O concretismo tem as suas raízes numa qualidade essencial da obra de arte, ou seja, a noção do espaço ocupado pelo objetos que trata esta ou aquela modalidade artística.  Noutras palavras: o objeto de determinada obra de arte, isto é, o material, o conteúdo, a mensagem que o artista quer expressar, seja na música, na pintura ou na literatura, nada mais é que um objeto visual (ou absurdo), ocupando também um lugar virtual, mas que ao expressar-se concretiza, torna-se material, como os sons de uma sinfonia (por exemplo a V Sinfonia de Beethoven, a 1812 de Tchaikovsky, a A Aquarela do Brasil de Ari Barroso), como as linhas e as cores de uma paisagem e os ritmos e as mensagens de uma poema escrito.


2. O artista deforma a realidade e extrai dela a sua visão pessoal, abstrata, impressionista, , que, para ser comunicada, precisa tomar uma forma concreta qualquer.
Essa qualidade da obra de arte, entretanto, vinha sendo posta de lado. Aproveitam-se mais outras qualidades, como a imitação da realidade , a estética puramente  sintática, isto é, somente sentida na totalidade da frase, em correlação com outras palavras conhecidas pelo sujeito, predicado e complementos.  Chegou-se a um momento de crise em que o artista se encontrava diante do mundo só e podia revivê-lo dentro de determinadas formas consagradas. Era preciso mudar de métodos, tentar novas formas consagradas. Era preciso muar de métodos, tentar novas fórmulas estéticas para fazer uma mensagem original, nunca emitida. A linguagem, além de deficiente, já estava demasiado gasta, inoperante, o que vale dizer, a linguagem como a conhecemos já havia oferecido toda a sua contribuição ao artista. Toda a sua estrutura sintático-discursiva nada mais era que um espécie de chavão, sem nenhuma originalidade e incapaz de transmitir certas importantes mensagens humanas.
 

3. O tempo presente reclamava outra maneira mais rápida e — digamos — mais explosiva para a comunicação de ideias, principalmente estéticas. Para o poeta moderno — não o concreto — pudesse continuar original, transmitindo alguma coisa sua dentro de uma forma ainda virgem, foi preciso que a significação das palavras, ou seu conteúdo semântico significativo, se metamorfoseasse adquirisse novos significados, ficando o poema quase sempre herméticas, indecifrável  Prova disso, mesmo no Brasil, porque isso é um fato comum em todo o mundo civilizado, são os últimos poemas de Ledo Ivo e principalmente os de João Cabral de Melo Neto, dois precursores do concretismo.

4.

• [Tarefa escrita A] Reescreva as linhas abaixo, da que contém "form: [[755, 960]]." até a última, mantendo os pedidos, e desloque em -25 cada coordenada das respostas.

(Registros de um conjunto de anotações de pontos)
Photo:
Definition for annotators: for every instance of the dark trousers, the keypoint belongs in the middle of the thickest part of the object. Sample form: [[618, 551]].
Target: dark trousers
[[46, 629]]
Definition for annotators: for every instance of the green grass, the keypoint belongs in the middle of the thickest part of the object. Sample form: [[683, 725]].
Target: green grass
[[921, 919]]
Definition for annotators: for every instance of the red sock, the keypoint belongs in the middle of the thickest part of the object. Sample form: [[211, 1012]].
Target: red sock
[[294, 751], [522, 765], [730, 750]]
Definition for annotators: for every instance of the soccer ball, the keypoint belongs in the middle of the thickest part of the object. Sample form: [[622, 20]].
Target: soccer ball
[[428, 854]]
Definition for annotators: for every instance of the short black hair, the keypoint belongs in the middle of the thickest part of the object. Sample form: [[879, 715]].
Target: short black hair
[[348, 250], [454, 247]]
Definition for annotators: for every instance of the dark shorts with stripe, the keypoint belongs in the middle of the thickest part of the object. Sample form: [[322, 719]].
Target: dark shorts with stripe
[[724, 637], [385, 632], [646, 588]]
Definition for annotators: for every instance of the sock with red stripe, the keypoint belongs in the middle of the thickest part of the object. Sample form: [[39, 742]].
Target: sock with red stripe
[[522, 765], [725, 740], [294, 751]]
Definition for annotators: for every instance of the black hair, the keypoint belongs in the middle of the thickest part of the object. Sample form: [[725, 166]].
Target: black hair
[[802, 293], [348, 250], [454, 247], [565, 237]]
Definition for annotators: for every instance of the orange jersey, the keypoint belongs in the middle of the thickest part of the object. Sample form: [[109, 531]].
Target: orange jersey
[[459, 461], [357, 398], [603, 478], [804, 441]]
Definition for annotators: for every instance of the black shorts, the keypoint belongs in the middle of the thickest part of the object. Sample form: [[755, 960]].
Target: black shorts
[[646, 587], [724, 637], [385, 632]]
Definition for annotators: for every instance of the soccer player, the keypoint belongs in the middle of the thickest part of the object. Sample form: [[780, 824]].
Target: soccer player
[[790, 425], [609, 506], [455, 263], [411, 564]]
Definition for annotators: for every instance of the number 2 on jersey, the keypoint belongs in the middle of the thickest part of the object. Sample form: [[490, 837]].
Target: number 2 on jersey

• [Tarefa escrita B]
Responda, com base no trecho sobre o concretismo:
(i) Que obras musicais são dadas como exemplo de sons que se tornam materiais?
(ii) Que dois poetas são apontados como precursores do concretismo?
(iii) Com que adjetivos se descreve a linguagem diante do artista?

• [Resposta A]
Definition for annotators: for every instance of the black shorts, the keypoint belongs in the middle of the thickest part of the object. Sample form: [[755, 960]].
Target: black shorts
[[621, 562], [699, 612], [360, 607]]
Definition for annotators: for every instance of the soccer player, the keypoint belongs in the middle of the thickest part of the object. Sample form: [[780, 824]].
Target: soccer player
[[765, 400], [584, 481], [430, 238], [386, 539]]
Definition for annotators: for every instance of the number 2 on jersey, the keypoint belongs in the middle of the thickest part of the object. Sample form: [[490, 837]].
Target: number 2 on jersey

• [Resposta B]
(i) A V Sinfonia de Beethoven, a 1812 de Tchaikovsky e A Aquarela do Brasil de Ari Barroso.
(ii) Ledo Ivo e João Cabral de Melo Neto.
(iii) Deficiente, demasiado gasta e inoperante.